-- TASK GOAL --
Please state how many lines of the records contain the word "Where". Give only the number.

-- ROWS --
** start **

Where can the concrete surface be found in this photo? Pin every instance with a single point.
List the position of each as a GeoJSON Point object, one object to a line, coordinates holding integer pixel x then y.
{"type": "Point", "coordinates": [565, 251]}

** end **
** start **

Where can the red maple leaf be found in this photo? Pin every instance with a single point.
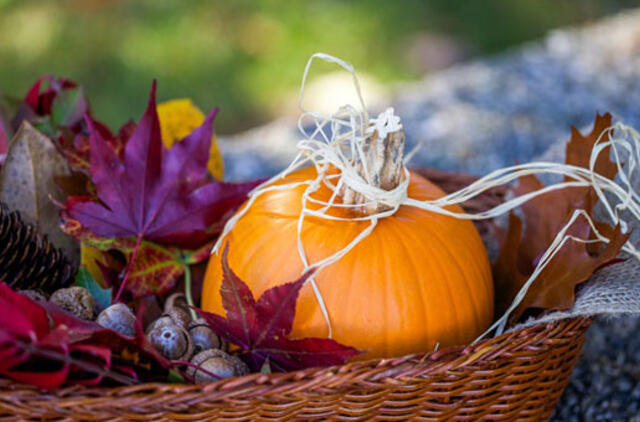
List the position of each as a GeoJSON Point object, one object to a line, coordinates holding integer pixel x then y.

** end **

-- SOLUTION BELOW --
2